EXERCISE DETAILS:
Each entry below must appear in the answer exactly as written.

EXCERPTED DATA:

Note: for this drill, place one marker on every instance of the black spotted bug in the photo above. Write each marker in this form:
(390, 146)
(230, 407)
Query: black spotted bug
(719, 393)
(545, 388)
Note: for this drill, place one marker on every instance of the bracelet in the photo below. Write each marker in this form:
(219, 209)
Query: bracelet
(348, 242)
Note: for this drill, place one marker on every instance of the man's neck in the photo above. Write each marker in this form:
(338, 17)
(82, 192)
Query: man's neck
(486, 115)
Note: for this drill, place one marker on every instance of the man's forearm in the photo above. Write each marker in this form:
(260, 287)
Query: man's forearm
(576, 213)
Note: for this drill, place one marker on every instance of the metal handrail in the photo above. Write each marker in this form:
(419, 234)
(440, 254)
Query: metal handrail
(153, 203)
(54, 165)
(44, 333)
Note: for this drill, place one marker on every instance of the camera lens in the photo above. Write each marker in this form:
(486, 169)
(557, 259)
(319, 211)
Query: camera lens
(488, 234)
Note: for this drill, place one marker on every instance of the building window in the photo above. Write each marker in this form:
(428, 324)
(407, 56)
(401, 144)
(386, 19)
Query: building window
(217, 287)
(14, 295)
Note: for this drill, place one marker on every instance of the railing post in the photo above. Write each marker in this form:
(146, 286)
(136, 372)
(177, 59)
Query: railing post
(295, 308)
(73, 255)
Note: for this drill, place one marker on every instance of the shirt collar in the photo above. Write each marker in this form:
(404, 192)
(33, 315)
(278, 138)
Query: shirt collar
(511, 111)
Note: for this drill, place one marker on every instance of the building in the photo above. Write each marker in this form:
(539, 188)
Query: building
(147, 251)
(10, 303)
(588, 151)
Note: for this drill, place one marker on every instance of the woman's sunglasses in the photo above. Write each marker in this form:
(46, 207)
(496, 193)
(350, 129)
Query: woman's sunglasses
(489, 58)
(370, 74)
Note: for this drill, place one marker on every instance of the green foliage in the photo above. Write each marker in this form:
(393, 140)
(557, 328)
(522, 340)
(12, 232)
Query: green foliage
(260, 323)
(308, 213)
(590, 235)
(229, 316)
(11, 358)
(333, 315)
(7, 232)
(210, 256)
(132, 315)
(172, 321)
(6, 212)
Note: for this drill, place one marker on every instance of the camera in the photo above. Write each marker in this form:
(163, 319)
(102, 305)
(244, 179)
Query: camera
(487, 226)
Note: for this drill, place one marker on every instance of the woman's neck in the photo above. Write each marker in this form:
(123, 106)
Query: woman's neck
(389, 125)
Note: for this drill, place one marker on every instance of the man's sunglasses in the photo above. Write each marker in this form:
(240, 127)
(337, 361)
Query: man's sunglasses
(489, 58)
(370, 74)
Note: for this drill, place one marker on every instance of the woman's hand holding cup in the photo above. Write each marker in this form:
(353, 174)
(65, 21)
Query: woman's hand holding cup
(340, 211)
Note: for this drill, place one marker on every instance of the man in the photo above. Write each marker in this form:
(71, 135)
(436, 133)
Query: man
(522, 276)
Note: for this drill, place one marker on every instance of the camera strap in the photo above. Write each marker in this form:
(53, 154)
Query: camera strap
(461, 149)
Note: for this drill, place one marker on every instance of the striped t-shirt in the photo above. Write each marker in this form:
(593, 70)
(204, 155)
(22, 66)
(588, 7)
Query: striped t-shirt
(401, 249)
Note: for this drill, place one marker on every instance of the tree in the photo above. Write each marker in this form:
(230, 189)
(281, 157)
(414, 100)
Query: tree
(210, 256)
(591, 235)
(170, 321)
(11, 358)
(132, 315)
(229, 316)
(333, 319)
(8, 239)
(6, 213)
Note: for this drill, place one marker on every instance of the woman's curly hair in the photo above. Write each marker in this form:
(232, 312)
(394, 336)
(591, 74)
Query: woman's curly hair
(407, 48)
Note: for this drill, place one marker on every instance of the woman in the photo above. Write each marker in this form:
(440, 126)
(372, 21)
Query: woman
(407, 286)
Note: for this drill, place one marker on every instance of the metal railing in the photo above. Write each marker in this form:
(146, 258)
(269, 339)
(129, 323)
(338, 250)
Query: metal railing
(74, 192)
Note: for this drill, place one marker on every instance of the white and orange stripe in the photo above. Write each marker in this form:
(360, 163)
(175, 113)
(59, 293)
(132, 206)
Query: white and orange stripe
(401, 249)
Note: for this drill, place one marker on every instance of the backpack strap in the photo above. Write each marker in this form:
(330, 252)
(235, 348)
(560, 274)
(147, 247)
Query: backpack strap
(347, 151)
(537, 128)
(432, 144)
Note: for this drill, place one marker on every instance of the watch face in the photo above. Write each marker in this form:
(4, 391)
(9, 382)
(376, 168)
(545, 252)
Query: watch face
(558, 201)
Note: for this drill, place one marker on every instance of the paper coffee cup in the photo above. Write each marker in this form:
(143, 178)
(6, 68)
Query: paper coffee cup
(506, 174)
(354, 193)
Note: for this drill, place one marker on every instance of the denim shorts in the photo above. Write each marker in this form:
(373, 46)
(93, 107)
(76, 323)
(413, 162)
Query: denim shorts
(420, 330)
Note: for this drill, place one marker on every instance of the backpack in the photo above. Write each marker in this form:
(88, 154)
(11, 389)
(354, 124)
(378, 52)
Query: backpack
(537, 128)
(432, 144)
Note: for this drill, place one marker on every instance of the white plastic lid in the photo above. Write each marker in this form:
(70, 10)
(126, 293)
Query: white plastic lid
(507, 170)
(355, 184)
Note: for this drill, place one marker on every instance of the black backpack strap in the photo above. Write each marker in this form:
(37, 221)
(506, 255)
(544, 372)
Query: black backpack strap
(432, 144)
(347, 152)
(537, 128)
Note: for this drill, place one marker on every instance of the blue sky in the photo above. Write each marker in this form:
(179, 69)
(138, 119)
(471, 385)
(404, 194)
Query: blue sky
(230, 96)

EXERCISE OUTPUT:
Note: for this drill, place one marker on every instance of the black spotted bug in the photo above. Write each marker in this form:
(390, 146)
(230, 407)
Query: black spotted bug
(719, 393)
(545, 388)
Note: for this drill, place one marker on every instance of the bracelet in the photo below. Write each marker in this form:
(219, 209)
Query: bracelet
(348, 242)
Note: for this drill, place one marker on every instance of the man's neck in the photo above. Write each marker in this form:
(338, 17)
(82, 192)
Query: man's neck
(486, 115)
Note: for this drill, place one marker on every instance of the man's forearm in the photo above. Write each marker in this form:
(260, 287)
Query: man's forearm
(576, 213)
Note: for this drill, place one marker on every instance of the metal handrail in the photo above. Write each marker in this form:
(419, 234)
(440, 254)
Query: metal handrail
(153, 203)
(54, 165)
(44, 333)
Note: for this drill, place one marker on every instance of the camera lens in the photo above. Write each marker in this form:
(486, 169)
(557, 259)
(319, 211)
Query: camera lens
(488, 234)
Note: for this drill, place one marker on every instance of the building window in the photo above. Write each marker in this form:
(428, 324)
(407, 56)
(401, 144)
(386, 19)
Query: building window
(217, 287)
(14, 295)
Note: for this drill, place one marker on every instance of the railing post in the photo above. Write each marker in this form:
(146, 286)
(136, 372)
(177, 59)
Query: railing post
(295, 308)
(73, 255)
Note: for this drill, place one marker on every instance of the shirt collar in the photo above. Write each marker in this form:
(404, 192)
(33, 315)
(278, 138)
Query: shirt collar
(511, 111)
Note: for this drill, place one marker on every instance of the building in the photo above. Write each marker in this form:
(539, 188)
Query: building
(147, 251)
(10, 303)
(588, 151)
Note: for this drill, place one marker on every instance of the woman's sunglasses in the photo above. Write each marker in this form:
(46, 207)
(496, 193)
(350, 129)
Query: woman's sunglasses
(489, 58)
(370, 74)
Note: for this drill, place one marker on every instance of the green foliage in the photo above. Write each marker in this form:
(393, 140)
(557, 328)
(522, 340)
(12, 232)
Query: green foliage
(260, 323)
(308, 213)
(590, 235)
(229, 316)
(11, 358)
(333, 315)
(7, 232)
(210, 256)
(132, 315)
(172, 321)
(6, 212)
Note: for this drill, place one marker on every instance of the camera in the photo above. Write each marker in this form:
(163, 319)
(102, 305)
(244, 179)
Query: camera
(487, 226)
Note: for this drill, place one marker on every instance of the woman's neck in the photo above. Write each marker in this form:
(123, 106)
Query: woman's neck
(389, 125)
Note: for this drill, place one marker on every instance of the man's sunglasses in the photo above. Write each marker in this form:
(240, 127)
(337, 361)
Query: man's sunglasses
(489, 58)
(370, 74)
Note: for this drill, place one marker on every instance of the woman's hand holding cup in the photo above. Write each marker in this form:
(353, 174)
(65, 21)
Query: woman's hand holding cup
(340, 211)
Note: for this drill, place one marker on every instance of the man in the photo above. Write each marker in this form:
(71, 135)
(436, 133)
Query: man
(522, 276)
Note: for this drill, place one marker on every instance of the camera strap in the photo above. Write each marker in this form:
(53, 154)
Query: camera strap
(461, 149)
Note: for this drill, place one marker on every instance of the striped t-shirt in the photo above. Write each marker in this form:
(593, 70)
(204, 155)
(22, 66)
(588, 7)
Query: striped t-shirt
(401, 249)
Note: for this drill, place one marker on every instance of the tree in the photo above. Write each marker in this form:
(230, 189)
(281, 157)
(414, 100)
Query: tree
(210, 256)
(591, 235)
(170, 321)
(11, 358)
(132, 315)
(229, 316)
(333, 319)
(8, 239)
(6, 213)
Note: for this drill, place one marker on every instance of the woman's curly hair in the photo above. Write each marker in this form:
(232, 312)
(394, 336)
(591, 74)
Query: woman's curly hair
(407, 48)
Note: for this drill, place one marker on every instance of the woman in the photo above. Write each marker in this form:
(440, 126)
(372, 21)
Query: woman
(407, 286)
Note: for this drill, place one marker on every instance of the metal railing in the photo above. Write each marker in this form:
(146, 258)
(269, 339)
(129, 323)
(338, 250)
Query: metal railing
(74, 192)
Note: for this drill, place one marker on every instance of the white and orange stripe in the photo above. Write each marker in this form:
(360, 163)
(175, 113)
(59, 293)
(132, 206)
Query: white and orange stripe
(401, 249)
Note: for this drill, place one marker on every instance of the backpack strap in the photo above. Write each marker in this form:
(330, 252)
(235, 348)
(560, 274)
(147, 247)
Query: backpack strap
(347, 151)
(537, 128)
(432, 144)
Note: for this drill, place one marker on every instance of the watch face in the photo above. Write each marker in this form:
(4, 391)
(9, 382)
(376, 168)
(545, 252)
Query: watch face
(558, 201)
Note: for this drill, place one marker on every instance of the paper coffee cup in the photo above. Write each marker in this form:
(143, 178)
(6, 68)
Query: paper coffee cup
(506, 174)
(354, 193)
Note: for this drill, place one marker on every instance of the denim shorts in the photo above. Write each marker in this form:
(373, 46)
(93, 107)
(76, 323)
(413, 162)
Query: denim shorts
(420, 330)
Note: for this drill, place one marker on every instance of the backpack in the photo above. Write each marker in this form:
(88, 154)
(11, 389)
(354, 124)
(378, 52)
Query: backpack
(537, 128)
(432, 144)
Note: for this drill, place one marker on every instance of the white plastic lid in the photo above. Write each marker in this form:
(70, 10)
(126, 293)
Query: white plastic lid
(507, 170)
(355, 184)
Note: for this drill, place one marker on every instance of the black backpack strap in the photo above. Write each marker in this form:
(37, 221)
(506, 255)
(544, 372)
Query: black backpack strap
(432, 144)
(347, 152)
(537, 128)
Note: for this drill, place one marker on every instance of the blue sky in the photo above. Write each marker in this form:
(179, 69)
(138, 119)
(471, 385)
(404, 194)
Query: blue sky
(230, 96)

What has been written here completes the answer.